To do
Rewrite every line in the stretch from the line containing "Spot man here." through the line containing "[308,177,396,401]", increasing each bounding box coordinate by 131 and keeping all other text unchanged.

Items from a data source
....

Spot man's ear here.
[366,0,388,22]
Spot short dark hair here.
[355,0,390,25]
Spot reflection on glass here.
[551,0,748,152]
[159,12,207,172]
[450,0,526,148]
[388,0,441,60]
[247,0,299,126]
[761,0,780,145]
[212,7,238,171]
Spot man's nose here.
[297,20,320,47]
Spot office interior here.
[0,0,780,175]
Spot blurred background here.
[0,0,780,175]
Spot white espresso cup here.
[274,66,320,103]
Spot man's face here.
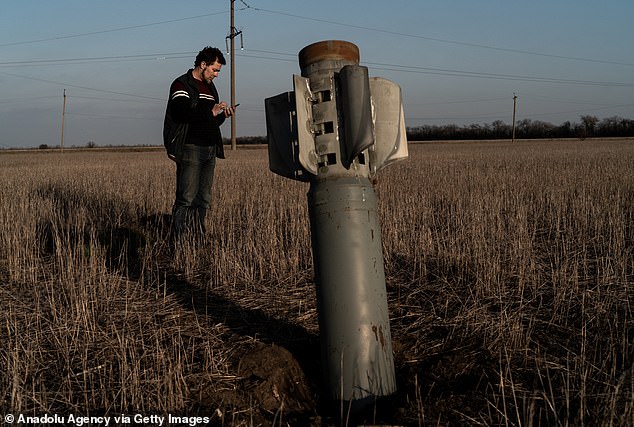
[200,61,222,84]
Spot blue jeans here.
[172,144,216,238]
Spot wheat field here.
[0,140,634,426]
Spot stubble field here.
[0,140,634,426]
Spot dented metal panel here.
[370,77,408,174]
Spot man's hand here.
[211,101,236,117]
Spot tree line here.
[407,115,634,141]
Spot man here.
[164,47,235,239]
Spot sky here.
[0,0,634,148]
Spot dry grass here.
[0,141,634,426]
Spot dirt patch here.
[194,343,319,425]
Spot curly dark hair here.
[194,46,227,67]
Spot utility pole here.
[59,89,66,151]
[511,92,517,142]
[225,0,244,150]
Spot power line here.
[0,11,227,47]
[0,71,164,101]
[0,52,196,67]
[245,7,634,67]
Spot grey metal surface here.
[308,177,396,401]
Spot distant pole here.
[511,93,517,142]
[59,89,66,151]
[230,0,237,151]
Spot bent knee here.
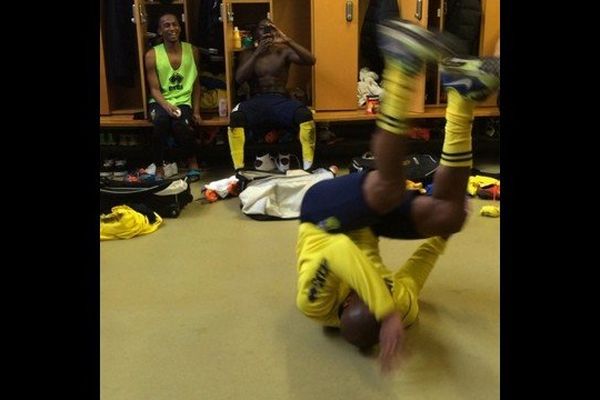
[438,208,467,235]
[229,111,248,128]
[294,107,313,124]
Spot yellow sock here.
[440,89,475,167]
[395,236,446,297]
[227,128,246,169]
[377,57,414,135]
[298,121,317,169]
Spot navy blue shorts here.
[300,173,423,239]
[232,93,306,132]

....

Task result
Spot man here.
[295,178,366,370]
Spot sky here.
[131,131,765,279]
Spot dry grass here.
[131,272,765,557]
Spot dirt patch here.
[325,474,450,556]
Spot curly dark hair here.
[325,177,358,198]
Spot utility pole here.
[190,220,197,282]
[642,223,648,273]
[356,131,375,281]
Spot power line here.
[131,142,358,178]
[131,202,295,232]
[131,183,327,198]
[376,138,765,198]
Spot grey metal surface here.
[439,308,527,532]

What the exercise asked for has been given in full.